RECORDS SUPPLIED: Begin

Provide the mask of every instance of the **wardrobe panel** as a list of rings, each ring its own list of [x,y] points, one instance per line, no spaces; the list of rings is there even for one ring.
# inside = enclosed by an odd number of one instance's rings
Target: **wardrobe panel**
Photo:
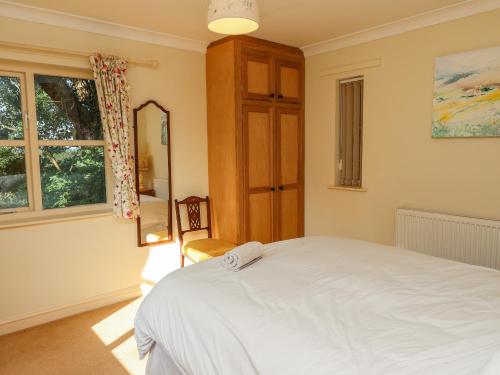
[[[247,187],[273,185],[273,120],[269,107],[244,107],[243,131],[246,146]]]
[[[302,111],[277,109],[277,227],[276,240],[303,235]]]
[[[279,191],[279,237],[276,240],[288,240],[300,237],[300,197],[298,188]]]
[[[273,100],[273,62],[269,55],[260,51],[244,50],[241,71],[243,98]]]
[[[248,238],[246,241],[273,241],[273,195],[271,191],[248,196]]]
[[[234,79],[236,74],[235,42],[229,41],[210,48],[206,56],[207,117],[208,117],[208,177],[210,208],[215,238],[237,242],[240,225],[237,173],[237,111]],[[183,197],[179,197],[183,198]]]
[[[300,112],[279,113],[280,185],[299,182],[300,168]]]
[[[294,61],[276,62],[276,91],[280,102],[300,103],[302,101],[303,65]]]

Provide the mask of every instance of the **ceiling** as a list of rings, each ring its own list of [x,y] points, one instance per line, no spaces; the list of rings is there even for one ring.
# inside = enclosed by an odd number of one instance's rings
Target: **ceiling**
[[[221,36],[206,26],[207,0],[11,0],[201,41]],[[258,0],[252,35],[303,47],[463,0]]]

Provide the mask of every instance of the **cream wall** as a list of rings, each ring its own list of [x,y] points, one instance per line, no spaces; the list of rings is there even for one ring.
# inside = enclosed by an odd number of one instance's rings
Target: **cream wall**
[[[306,59],[306,234],[393,243],[397,207],[500,219],[500,138],[432,139],[436,56],[500,45],[500,11]],[[321,77],[332,67],[380,67]],[[336,80],[365,75],[363,181],[334,181]]]
[[[132,106],[154,99],[171,111],[173,197],[208,193],[204,54],[7,18],[0,18],[0,35],[20,43],[157,59],[158,69],[130,67]],[[0,57],[10,53],[0,50]],[[135,230],[135,223],[110,216],[0,230],[0,327],[135,288],[178,267],[175,246],[137,248]]]

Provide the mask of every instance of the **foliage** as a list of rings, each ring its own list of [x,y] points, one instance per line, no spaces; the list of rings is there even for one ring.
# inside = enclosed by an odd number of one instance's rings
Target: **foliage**
[[[0,209],[28,205],[24,165],[22,147],[0,147]]]
[[[35,75],[35,89],[39,139],[102,139],[94,81]]]
[[[21,83],[16,77],[0,77],[0,139],[23,139]]]
[[[106,201],[102,147],[42,147],[44,208]]]

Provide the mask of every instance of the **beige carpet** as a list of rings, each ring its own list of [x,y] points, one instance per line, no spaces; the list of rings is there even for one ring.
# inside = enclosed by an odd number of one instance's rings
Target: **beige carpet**
[[[0,337],[1,375],[143,375],[133,337],[140,300]]]

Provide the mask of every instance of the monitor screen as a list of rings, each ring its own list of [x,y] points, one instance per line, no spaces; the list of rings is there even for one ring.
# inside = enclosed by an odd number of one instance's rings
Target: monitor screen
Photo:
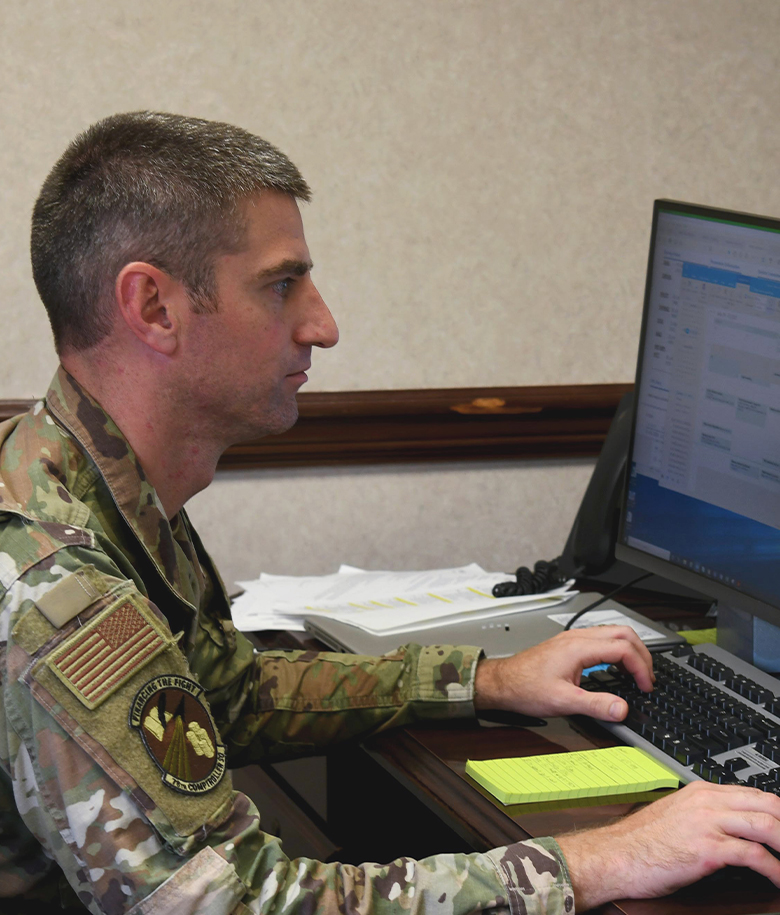
[[[780,220],[656,201],[619,559],[780,624]]]

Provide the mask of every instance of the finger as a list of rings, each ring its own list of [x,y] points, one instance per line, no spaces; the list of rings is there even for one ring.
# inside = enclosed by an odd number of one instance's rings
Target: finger
[[[617,633],[615,635],[618,639],[626,639],[631,642],[631,644],[636,648],[639,654],[645,659],[648,667],[652,670],[653,668],[653,656],[650,654],[650,649],[645,645],[642,639],[636,634],[630,626],[616,626]]]
[[[652,659],[644,652],[637,651],[630,640],[608,639],[590,643],[572,643],[572,650],[578,652],[578,663],[583,668],[593,664],[620,664],[636,680],[637,686],[644,692],[653,688]]]
[[[766,810],[730,810],[718,817],[718,825],[730,836],[780,845],[780,821]]]
[[[628,703],[611,693],[590,693],[578,686],[568,698],[567,715],[589,715],[599,721],[622,721],[628,714]]]
[[[749,867],[780,886],[780,861],[758,842],[732,839],[724,843],[721,853],[723,866]]]
[[[575,636],[581,636],[587,639],[624,639],[636,648],[637,652],[644,657],[649,667],[652,668],[653,666],[653,656],[650,654],[647,645],[645,645],[630,626],[591,626],[588,629],[571,629],[569,631]]]

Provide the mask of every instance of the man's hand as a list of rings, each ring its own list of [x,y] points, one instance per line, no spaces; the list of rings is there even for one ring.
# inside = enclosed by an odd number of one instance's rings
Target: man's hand
[[[590,715],[622,721],[623,699],[580,689],[580,675],[594,664],[618,664],[641,690],[653,688],[650,652],[630,626],[596,626],[562,632],[511,658],[480,661],[474,704],[526,715]]]
[[[693,782],[599,829],[558,838],[577,911],[614,899],[665,896],[728,864],[780,886],[780,798]]]

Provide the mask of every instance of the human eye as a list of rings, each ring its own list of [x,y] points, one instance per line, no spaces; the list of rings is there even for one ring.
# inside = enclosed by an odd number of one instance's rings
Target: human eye
[[[277,280],[271,284],[271,289],[282,299],[286,299],[295,283],[295,278],[286,276],[283,280]]]

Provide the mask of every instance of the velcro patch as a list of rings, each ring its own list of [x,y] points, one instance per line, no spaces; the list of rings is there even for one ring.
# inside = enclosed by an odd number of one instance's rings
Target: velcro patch
[[[173,641],[145,604],[121,597],[53,651],[46,666],[95,709]]]
[[[99,581],[94,566],[85,566],[57,582],[35,603],[52,626],[62,629],[103,596]]]
[[[140,731],[163,783],[183,794],[211,791],[227,768],[225,747],[202,697],[199,683],[166,675],[149,680],[130,708],[130,726]]]

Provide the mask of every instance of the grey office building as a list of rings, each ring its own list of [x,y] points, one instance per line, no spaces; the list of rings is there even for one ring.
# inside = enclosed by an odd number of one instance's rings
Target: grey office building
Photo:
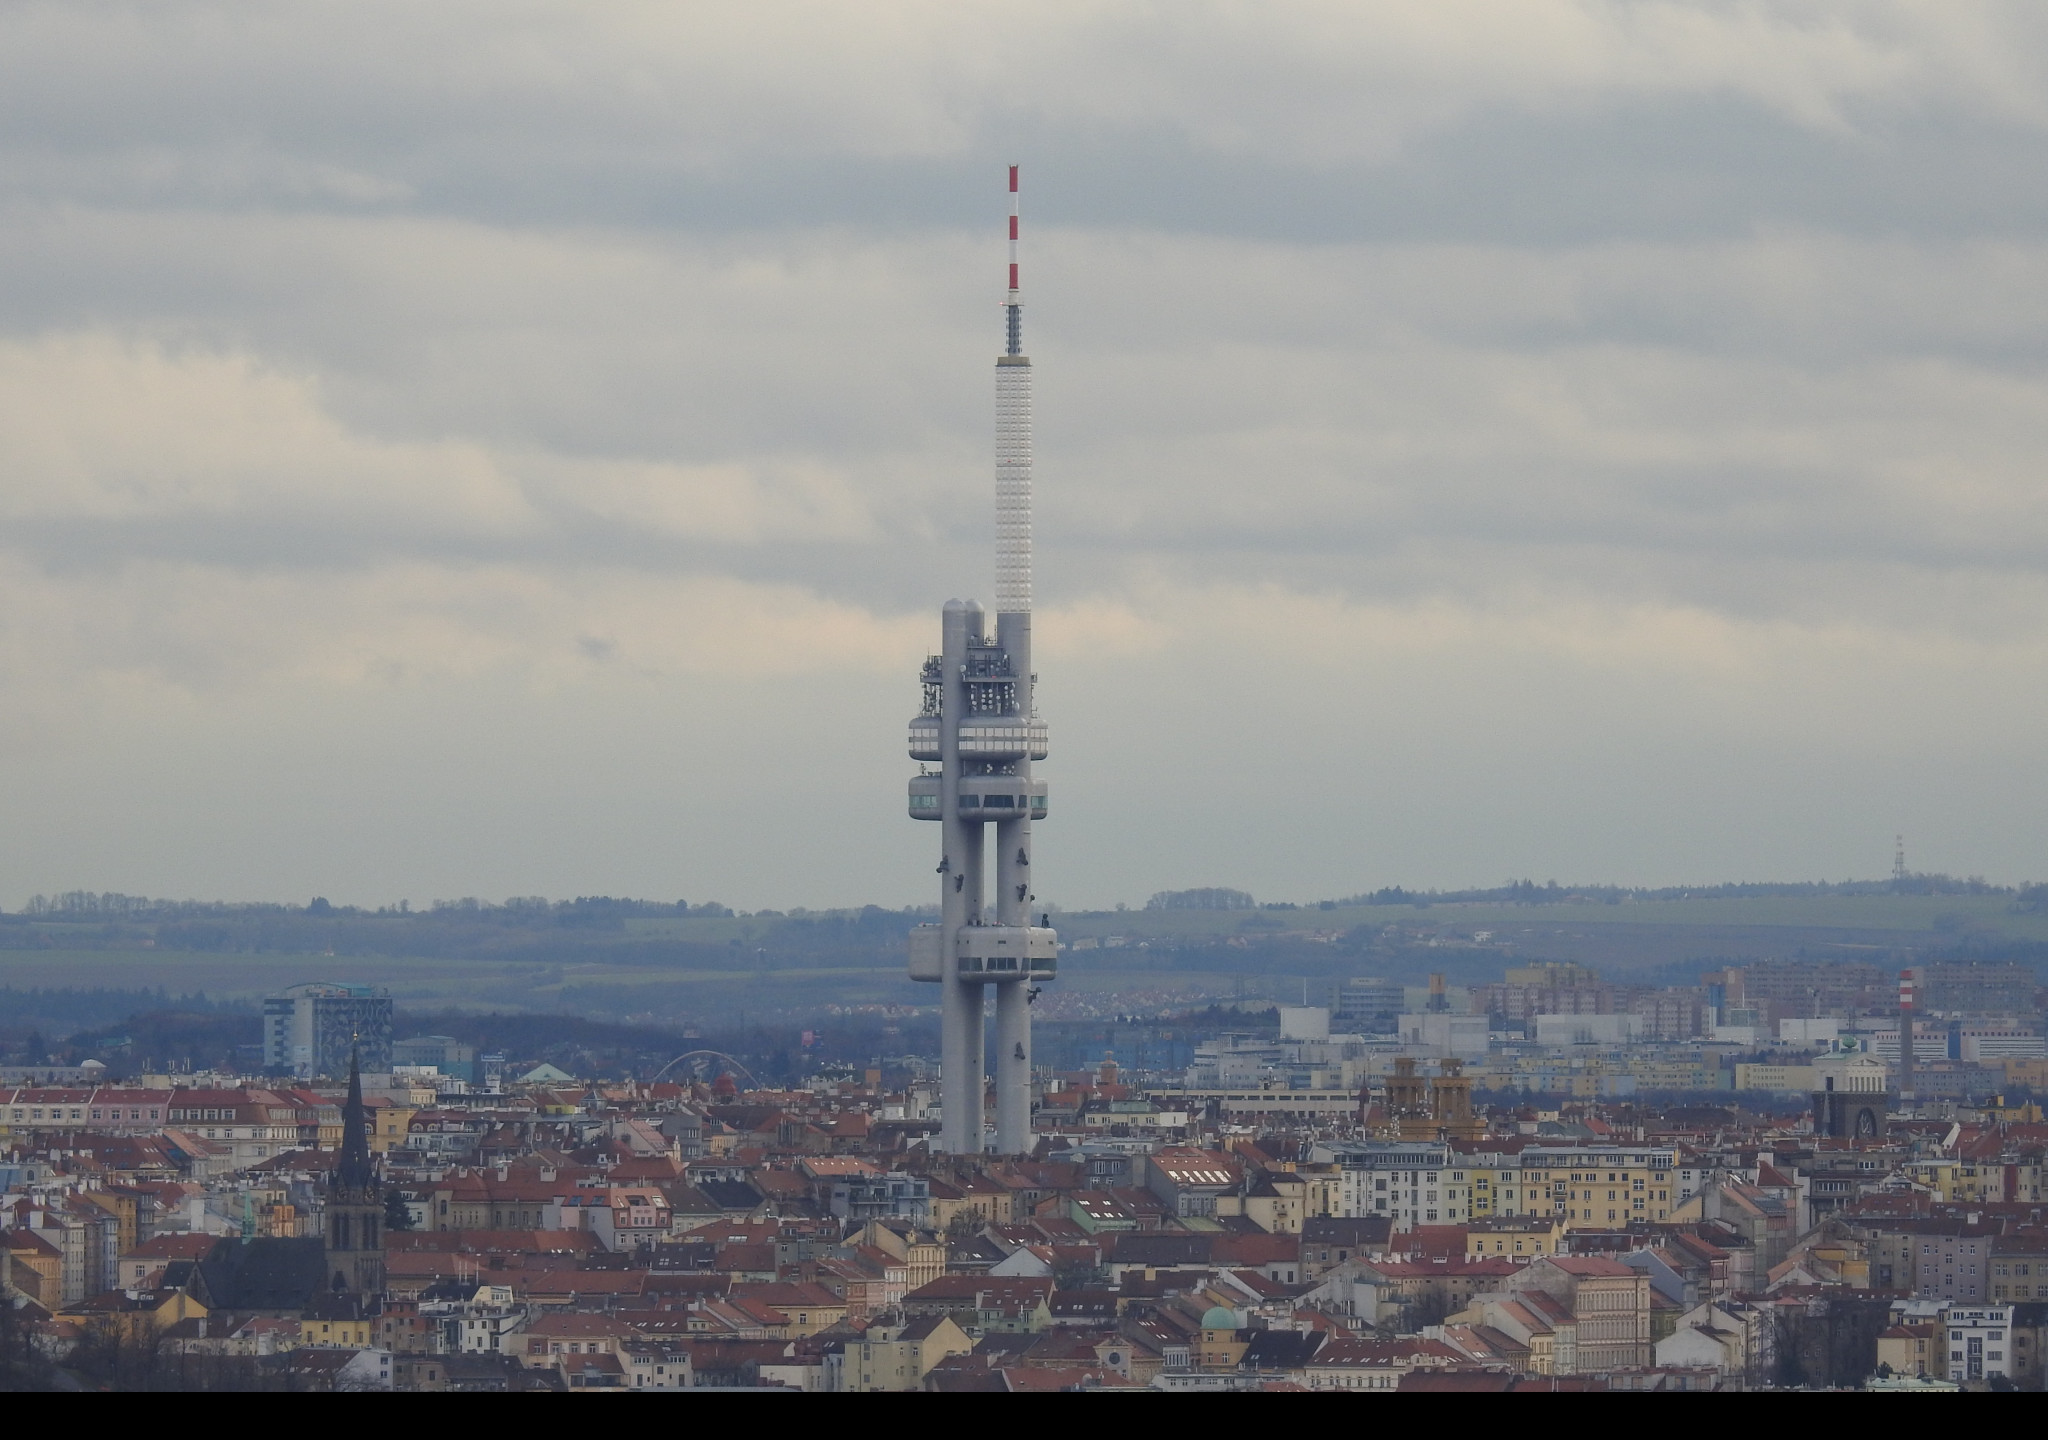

RECORDS SUPPLIED: End

» **INSTRUCTIONS FOR THE TASK**
Transcribe the entries above verbatim, omitting their pictures.

» **RESULT FOR THIS EXERCISE**
Provide the mask of every instance of the **wardrobe panel** as a list of rings, each ring its own list of [x,y] points, one instance per line, no spaces; the list of rings is there even for one ring.
# inside = enclosed by an odd number of one instance's rings
Target: **wardrobe panel**
Photo:
[[[247,187],[273,185],[273,120],[269,107],[244,107],[243,131],[246,146]]]
[[[302,111],[277,109],[277,227],[276,240],[303,235]]]
[[[279,191],[279,237],[276,240],[288,240],[300,237],[300,197],[298,188]]]
[[[273,100],[273,62],[269,55],[260,51],[244,50],[241,71],[243,98]]]
[[[248,238],[246,241],[273,241],[273,195],[271,191],[248,196]]]
[[[234,79],[236,74],[235,42],[229,41],[210,48],[206,56],[207,117],[208,117],[208,177],[210,208],[215,238],[237,242],[240,225],[237,173],[237,111]],[[183,197],[179,197],[183,198]]]
[[[300,112],[279,113],[280,185],[299,182],[300,168]]]
[[[294,61],[276,62],[276,91],[280,102],[300,103],[302,101],[303,65]]]

Provide the mask of every instance of the **ceiling** as a list of rings, each ring its own list of [x,y] points, one instance per line, no spaces; the list of rings is there even for one ring.
# inside = enclosed by an odd number of one instance's rings
Target: **ceiling**
[[[221,36],[206,26],[207,0],[11,0],[201,41]],[[258,0],[252,35],[303,47],[463,0]]]

Provide the mask of every instance of the **cream wall** as a list of rings, each ring its own list of [x,y] points, one instance per line, no spaces; the list of rings is there even for one ring.
# inside = enclosed by an odd number of one instance's rings
Target: **cream wall**
[[[306,59],[306,234],[393,243],[397,207],[500,219],[500,138],[432,139],[436,56],[500,45],[500,11]],[[321,77],[332,67],[380,67]],[[336,80],[365,75],[363,181],[334,181]]]
[[[132,106],[154,99],[171,111],[173,197],[208,193],[204,54],[7,18],[0,18],[0,35],[20,43],[157,59],[158,69],[130,67]],[[0,57],[10,53],[0,50]],[[135,230],[135,223],[110,216],[0,230],[0,327],[135,288],[178,267],[175,246],[137,248]]]

Provide the mask of every instance of the **foliage** as a list of rings, each ring its own list of [x,y] points, one instance per line, no spaces; the list of rings is there even for one ring.
# inside = enclosed by an odd number of one instance's rings
Target: **foliage**
[[[0,209],[28,205],[24,165],[22,147],[0,147]]]
[[[35,75],[35,89],[39,139],[102,139],[94,81]]]
[[[21,83],[16,77],[0,77],[0,139],[23,139]]]
[[[106,201],[102,147],[42,147],[44,208]]]

Provide the mask of every instance of the **beige carpet** as a list of rings, each ring its own list of [x,y] points, one instance per line, no spaces; the list of rings is there even for one ring.
# inside = enclosed by an odd number of one instance's rings
Target: **beige carpet**
[[[0,337],[1,375],[143,375],[133,337],[140,300]]]

Provide the mask of every instance of the monitor screen as a list of rings, each ring its own list of [x,y] points, one instance per line, no spaces; the list of rings is there even for one ring.
# inside = enclosed by an odd number of one instance's rings
Target: monitor screen
Photo:
[[[780,220],[656,201],[619,559],[780,624]]]

Provide the mask of every instance of the finger as a list of rings, each ring its own list of [x,y] points, one instance per line, no spaces; the list of rings is there even for one ring.
# inside = enclosed by an odd number of one instance's rings
Target: finger
[[[617,633],[615,635],[618,639],[626,639],[631,642],[631,644],[636,648],[639,654],[645,659],[648,667],[652,670],[653,668],[653,656],[650,654],[650,649],[645,645],[642,639],[636,634],[630,626],[616,626]]]
[[[652,659],[644,652],[637,651],[630,640],[608,639],[590,643],[572,643],[572,650],[578,652],[578,663],[583,668],[593,664],[620,664],[636,680],[637,686],[644,692],[653,688]]]
[[[766,810],[730,810],[718,817],[718,825],[730,836],[780,845],[780,821]]]
[[[628,703],[611,693],[590,693],[578,686],[568,698],[567,715],[589,715],[599,721],[622,721],[628,714]]]
[[[749,867],[780,886],[780,861],[758,842],[732,839],[724,843],[721,853],[723,866]]]
[[[575,636],[581,636],[587,639],[624,639],[636,648],[637,652],[644,657],[649,667],[652,668],[653,666],[653,656],[650,654],[647,645],[645,645],[630,626],[591,626],[588,629],[571,629],[569,631]]]

Provide the mask of every instance of the man's hand as a list of rings, each ring its own list of [x,y] points, one instance per line, no spaces; the list of rings is there even for one ring.
# inside = enclosed by an odd number of one instance's rings
Target: man's hand
[[[590,715],[622,721],[623,699],[580,689],[580,675],[594,664],[618,664],[641,690],[653,688],[650,652],[630,626],[596,626],[562,632],[511,658],[480,661],[474,704],[526,715]]]
[[[693,782],[599,829],[558,838],[577,911],[614,899],[665,896],[728,864],[780,886],[780,798]]]

Provide the mask of every instance of the human eye as a list of rings, each ring its own list of [x,y] points, one instance per line, no spaces; the list of rings is there even for one ring.
# inside = enclosed by an odd number of one instance's rings
Target: human eye
[[[277,280],[271,284],[271,289],[282,299],[286,299],[295,283],[295,278],[286,276],[283,280]]]

Provide the mask of every instance of the velcro patch as a list of rings, each ring its own list of [x,y] points, one instance per line, no spaces; the list of rings is there even for one ring.
# inside = enclosed by an odd number of one instance's rings
Target: velcro patch
[[[173,641],[145,604],[121,597],[53,651],[46,666],[95,709]]]
[[[99,581],[94,566],[85,566],[57,582],[35,603],[52,626],[62,629],[103,596]]]
[[[140,731],[163,783],[183,794],[211,791],[227,768],[225,747],[202,697],[199,683],[166,675],[149,680],[130,708],[130,726]]]

Provide the mask of every instance of the grey office building as a list of rings, each ring its own list of [x,y] points, one instance per line, no spaces; the list of rings is there even for one ring.
# inside = enclosed by an odd number of one instance's rings
Target: grey office building
Photo:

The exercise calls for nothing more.